Your task:
Please copy the material below word for word, leaving the pictures out of your answer.

Material for the task:
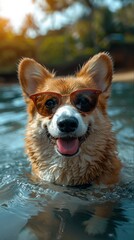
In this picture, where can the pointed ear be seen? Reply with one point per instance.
(100, 69)
(31, 74)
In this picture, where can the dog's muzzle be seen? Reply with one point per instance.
(68, 143)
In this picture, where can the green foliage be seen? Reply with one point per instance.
(95, 30)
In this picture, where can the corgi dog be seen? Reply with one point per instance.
(69, 139)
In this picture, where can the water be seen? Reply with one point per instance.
(33, 210)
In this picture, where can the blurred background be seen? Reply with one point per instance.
(63, 34)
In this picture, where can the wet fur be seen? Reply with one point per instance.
(97, 161)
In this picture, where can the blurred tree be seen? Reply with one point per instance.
(29, 26)
(5, 29)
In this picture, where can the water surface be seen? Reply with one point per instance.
(34, 210)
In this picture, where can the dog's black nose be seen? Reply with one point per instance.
(67, 124)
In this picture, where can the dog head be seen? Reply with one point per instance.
(66, 114)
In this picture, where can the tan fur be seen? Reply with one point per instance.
(97, 161)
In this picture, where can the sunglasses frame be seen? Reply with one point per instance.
(60, 96)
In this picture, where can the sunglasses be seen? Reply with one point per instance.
(84, 100)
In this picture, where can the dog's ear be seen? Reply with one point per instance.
(31, 74)
(100, 69)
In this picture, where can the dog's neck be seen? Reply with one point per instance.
(84, 168)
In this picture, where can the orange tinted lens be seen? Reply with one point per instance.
(84, 100)
(46, 103)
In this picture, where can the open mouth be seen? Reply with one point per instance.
(68, 146)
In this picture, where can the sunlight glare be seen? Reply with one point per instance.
(15, 11)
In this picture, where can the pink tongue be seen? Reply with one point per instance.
(67, 146)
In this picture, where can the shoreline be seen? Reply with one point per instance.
(122, 76)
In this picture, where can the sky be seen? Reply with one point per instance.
(16, 10)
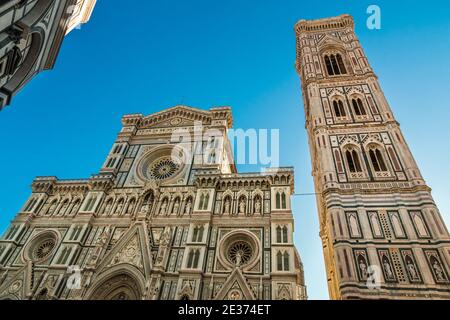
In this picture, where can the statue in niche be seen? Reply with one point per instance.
(238, 258)
(242, 205)
(100, 245)
(438, 271)
(388, 269)
(130, 207)
(363, 268)
(412, 269)
(258, 205)
(119, 207)
(188, 207)
(64, 208)
(420, 225)
(75, 207)
(52, 208)
(176, 206)
(226, 206)
(165, 237)
(108, 207)
(163, 208)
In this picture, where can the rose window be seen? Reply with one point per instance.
(43, 248)
(239, 253)
(163, 169)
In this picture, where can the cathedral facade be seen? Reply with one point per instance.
(31, 34)
(167, 217)
(383, 236)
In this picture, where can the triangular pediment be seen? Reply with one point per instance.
(178, 116)
(132, 249)
(235, 288)
(329, 41)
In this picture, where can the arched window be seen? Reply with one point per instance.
(279, 261)
(353, 161)
(205, 203)
(394, 159)
(338, 161)
(328, 65)
(193, 258)
(335, 65)
(202, 200)
(279, 235)
(75, 206)
(377, 160)
(196, 258)
(339, 109)
(285, 235)
(286, 261)
(282, 261)
(278, 200)
(190, 259)
(197, 235)
(30, 205)
(341, 64)
(283, 201)
(358, 107)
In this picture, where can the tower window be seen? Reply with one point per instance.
(358, 107)
(193, 258)
(282, 234)
(282, 261)
(197, 235)
(338, 161)
(281, 201)
(335, 65)
(339, 109)
(354, 164)
(377, 160)
(394, 159)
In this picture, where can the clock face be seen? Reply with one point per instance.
(162, 164)
(162, 169)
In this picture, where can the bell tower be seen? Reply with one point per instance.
(382, 234)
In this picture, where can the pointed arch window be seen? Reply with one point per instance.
(335, 64)
(353, 162)
(378, 163)
(358, 107)
(193, 258)
(278, 200)
(279, 236)
(339, 109)
(204, 200)
(283, 201)
(282, 261)
(328, 65)
(197, 235)
(285, 234)
(337, 155)
(394, 159)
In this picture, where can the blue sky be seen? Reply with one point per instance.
(204, 53)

Output:
In this picture, where can the pointed ear be seen? Reply with one point per instance.
(100, 69)
(31, 74)
In this picture, where can the dog's muzzle be seen? Reply with one point per instance.
(68, 143)
In this picture, where can the green foliage be seen? Reply with one point per instance.
(95, 30)
In this picture, where can the corgi dog be seen? Reply with one point per instance.
(69, 139)
In this picture, where can the water be seen? Reply with one point per instance.
(33, 210)
In this picture, where can the blurred background be seen? Reply with one point per instance.
(63, 34)
In this picture, where can the wet fur be seen? Reply with one point per instance.
(97, 161)
In this picture, where can the blurred tree be seen? Reply with one point per instance.
(29, 26)
(5, 29)
In this picture, where can the water surface be seen? Reply with one point per instance.
(34, 210)
In this picture, where can the dog's black nose be seen? Reply with one point per instance.
(67, 124)
In this picture, where can the dog head be seen? Reply with one point per instance.
(66, 114)
In this picture, where can the tan fur be seen? Reply with one point per instance.
(97, 161)
In this picture, where can the sunglasses frame be seen? Reply with one point per instance.
(60, 96)
In this picture, where can the sunglasses be seen? Reply with one point per instance.
(84, 100)
In this picture, where can the dog's ear be seen? Reply with one point per instance.
(31, 74)
(100, 69)
In this picture, where can the dog's neck be seen? Reply with one point per instance.
(84, 168)
In this picture, where can the orange tinted lens be seen? Reply with one point per instance.
(84, 100)
(46, 103)
In this picture, where can the open mouth be seen? Reply with one point per instance.
(68, 146)
In this picture, where can the sunlight glare be seen? Reply with one point per instance.
(15, 11)
In this picture, where can the pink tongue be seen? Reply with one point per instance.
(67, 146)
In this picture, where can the shoreline be seen? Reply with one point per instance.
(122, 76)
In this picture, where can the sky be seen? Reply with one point per instance.
(16, 10)
In this picture, where can the statue in niche be seen? Reply with one point per instance.
(238, 258)
(242, 205)
(100, 245)
(438, 271)
(388, 269)
(130, 207)
(363, 268)
(412, 269)
(258, 205)
(119, 207)
(188, 207)
(64, 208)
(420, 225)
(75, 207)
(52, 208)
(176, 206)
(226, 206)
(165, 237)
(108, 207)
(163, 208)
In this picture, where can the rose window be seen? Reply with one point per instance.
(43, 248)
(239, 253)
(163, 169)
In this picture, where can the cathedral facade be seen? Reply with one point per instance.
(31, 34)
(167, 217)
(383, 236)
In this picture, where can the triangular pediment be seen? Reply with one point per instance.
(178, 116)
(132, 249)
(235, 288)
(329, 41)
In this picture, where can the arched window be seen? Reply with one point per instance.
(279, 261)
(353, 161)
(205, 203)
(394, 159)
(338, 161)
(328, 65)
(193, 258)
(335, 65)
(202, 200)
(279, 235)
(75, 206)
(377, 160)
(196, 258)
(339, 109)
(285, 235)
(286, 261)
(282, 261)
(278, 200)
(190, 259)
(197, 235)
(30, 205)
(341, 64)
(283, 201)
(358, 107)
In this picture, where can the tower window be seen? Reply with one point per instance.
(358, 107)
(193, 258)
(282, 234)
(282, 261)
(197, 235)
(338, 161)
(281, 201)
(335, 65)
(339, 109)
(354, 164)
(377, 160)
(394, 159)
In this picture, where can the clock face be seen? Reply with one point per instance.
(162, 164)
(162, 169)
In this picture, where can the bell tower be seen? Reply with one point per instance.
(382, 234)
In this picture, where can the pointed arch window be seen? Reply with one point per instance.
(335, 64)
(353, 162)
(378, 163)
(358, 107)
(193, 258)
(278, 200)
(279, 236)
(339, 109)
(204, 200)
(283, 201)
(282, 261)
(328, 65)
(197, 235)
(285, 234)
(337, 155)
(394, 159)
In this picture, where can the blue sky be seen? Reply with one point per instance.
(204, 53)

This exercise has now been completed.